Short problem 1:
Answer these about the integral thread below:
(a) Into what does Answer 4 factor y^4+4y^2+4?
(b) Which substitution does Answer 15 propose?
(c) What values of A and B does Answer 9 obtain?

- - - -

Question

Find the indefinite integral.
dy/(y^4+4y^2+4)
Can someone help me?

Answer 1

Can you factor the square?

Answer 2

for the botom

Answer 3

then do you have any ideas what I might suggest next?

Answer 4

\(y^4+4y^2+4=(y^2+2)^2\) so we have $$\int\frac{dy}{(y^2+2)^2}=\dots$$

Answer 5

are you sure the numerator is just \(dy\)?

Answer 6

yeah i'm sure

Answer 7

ok, so now

Answer 8

even though odrin did the factoring for you....(yes i'm looking at you)

Can you think of a method where you split a denominator into two fractions?

Answer 9

Splitting the denominator in 2 will not be of much use here:$$\frac1{(y^2+2)^2}=\frac{A}{y^2+2}+\frac{B}{(y^2+2)^2}\implies A=0,B=1$$

Answer 10

You can salvage the partial fraction decomposition approach by agreeing to factor \(y^2+2=(y-i\sqrt2)(y+i\sqrt2)\) but you'll need to do a decent amount of simplification at the end to get 'nice' results free of any obvious imaginary numbers

Answer 11

...Please stop answering questions I am posing to get the asker thinking. It is very rude

Answer 12

Your suggestion was incorrect.

Answer 13

AGAIN, to get them thinking

Answer 14

you mean split the (y^2+2)^2 into two fractions?

Answer 15

Or, after converting it into (y^2 + 2)^2 , you may simply substitute y = sqrt2 * tan u , to make things easier.

Answer 16

sort of, we have \[\frac{1}{(y^2+2)^2}\] we want to use something called partial fractions, are you familiar with that?

Answer 17

and yea, you could, use that, but why the square root of 2?

Answer 18

ah nvm

Answer 19

I see, for the factoring

Answer 20

i think i'm new with it (partial fractions) ><

Answer 21

@shubhamsrg's suggestion was the one you were looking for @FibonacciChick666 in place of partial fraction decomposition

Answer 22

ok, so if you just covered that, it is probably what they want you to use.

Answer 23

So, odrin's decomp was incorrect

Answer 24

can you fix it?

- - - -

Short problem 2: Copy the records verbatim, from their first line through the line containing "[[178, 155], [249, 146], [222, 163], [205, 138], [133, 132]]".

Position annotation records:
- - - -

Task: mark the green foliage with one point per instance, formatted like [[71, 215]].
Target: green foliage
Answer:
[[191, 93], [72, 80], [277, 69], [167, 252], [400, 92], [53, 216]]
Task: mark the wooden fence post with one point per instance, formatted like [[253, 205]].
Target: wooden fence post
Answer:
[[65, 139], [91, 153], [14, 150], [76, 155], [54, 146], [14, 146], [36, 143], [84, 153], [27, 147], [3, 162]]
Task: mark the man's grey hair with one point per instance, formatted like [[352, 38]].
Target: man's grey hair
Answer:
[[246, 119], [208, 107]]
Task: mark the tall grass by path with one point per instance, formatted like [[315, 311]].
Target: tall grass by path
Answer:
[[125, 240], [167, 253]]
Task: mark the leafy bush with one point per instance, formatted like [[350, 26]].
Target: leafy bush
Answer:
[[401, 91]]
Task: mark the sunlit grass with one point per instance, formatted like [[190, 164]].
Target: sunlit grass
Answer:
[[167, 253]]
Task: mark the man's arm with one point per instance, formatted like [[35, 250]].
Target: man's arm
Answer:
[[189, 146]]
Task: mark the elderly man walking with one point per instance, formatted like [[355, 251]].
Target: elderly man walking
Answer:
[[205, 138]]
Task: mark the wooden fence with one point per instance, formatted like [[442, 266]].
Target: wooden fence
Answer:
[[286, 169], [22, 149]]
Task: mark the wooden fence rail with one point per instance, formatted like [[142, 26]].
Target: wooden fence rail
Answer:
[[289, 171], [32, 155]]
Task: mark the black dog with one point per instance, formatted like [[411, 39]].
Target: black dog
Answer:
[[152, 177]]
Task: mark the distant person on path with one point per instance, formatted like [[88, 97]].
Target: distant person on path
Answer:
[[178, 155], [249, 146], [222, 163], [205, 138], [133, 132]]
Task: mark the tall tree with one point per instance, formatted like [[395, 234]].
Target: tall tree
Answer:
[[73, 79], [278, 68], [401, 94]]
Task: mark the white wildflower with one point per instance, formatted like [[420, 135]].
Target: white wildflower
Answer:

- - - -

Task output 1:
(a) (y^2+2)^2
(b) y = sqrt2 * tan u
(c) A=0, B=1

Task output 2:
Task: mark the green foliage with one point per instance, formatted like [[71, 215]].
Target: green foliage
Answer:
[[191, 93], [72, 80], [277, 69], [167, 252], [400, 92], [53, 216]]
Task: mark the wooden fence post with one point per instance, formatted like [[253, 205]].
Target: wooden fence post
Answer:
[[65, 139], [91, 153], [14, 150], [76, 155], [54, 146], [14, 146], [36, 143], [84, 153], [27, 147], [3, 162]]
Task: mark the man's grey hair with one point per instance, formatted like [[352, 38]].
Target: man's grey hair
Answer:
[[246, 119], [208, 107]]
Task: mark the tall grass by path with one point per instance, formatted like [[315, 311]].
Target: tall grass by path
Answer:
[[125, 240], [167, 253]]
Task: mark the leafy bush with one point per instance, formatted like [[350, 26]].
Target: leafy bush
Answer:
[[401, 91]]
Task: mark the sunlit grass with one point per instance, formatted like [[190, 164]].
Target: sunlit grass
Answer:
[[167, 253]]
Task: mark the man's arm with one point per instance, formatted like [[35, 250]].
Target: man's arm
Answer:
[[189, 146]]
Task: mark the elderly man walking with one point per instance, formatted like [[355, 251]].
Target: elderly man walking
Answer:
[[205, 138]]
Task: mark the wooden fence with one point per instance, formatted like [[442, 266]].
Target: wooden fence
Answer:
[[286, 169], [22, 149]]
Task: mark the wooden fence rail with one point per instance, formatted like [[142, 26]].
Target: wooden fence rail
Answer:
[[289, 171], [32, 155]]
Task: mark the black dog with one point per instance, formatted like [[411, 39]].
Target: black dog
Answer:
[[152, 177]]
Task: mark the distant person on path with one point per instance, formatted like [[88, 97]].
Target: distant person on path
Answer:
[[178, 155], [249, 146], [222, 163], [205, 138], [133, 132]]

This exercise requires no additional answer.